DATA IN THIS EXERCISE
# # # # #

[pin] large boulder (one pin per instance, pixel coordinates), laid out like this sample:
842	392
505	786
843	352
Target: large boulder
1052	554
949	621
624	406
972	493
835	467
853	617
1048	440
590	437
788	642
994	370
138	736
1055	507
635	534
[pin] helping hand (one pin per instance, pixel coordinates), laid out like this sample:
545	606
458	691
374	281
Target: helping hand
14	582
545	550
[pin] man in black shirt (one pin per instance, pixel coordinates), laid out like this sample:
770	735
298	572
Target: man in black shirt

# # # # #

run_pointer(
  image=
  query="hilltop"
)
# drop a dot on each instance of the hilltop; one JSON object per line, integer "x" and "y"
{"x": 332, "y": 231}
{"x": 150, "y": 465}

# # # # #

YOUR GOAL
For this exercise, copy every line of the data that holds "like".

PROBLEM SOLUTION
[pin] large boulder (one pin per instance, pixel coordinates), laid out like this sample:
[pin] helping hand (one pin per instance, pixel coordinates), laid out like this sample:
[pin] man in black shirt (one pin per instance, pixel coordinates), laid out like this sample:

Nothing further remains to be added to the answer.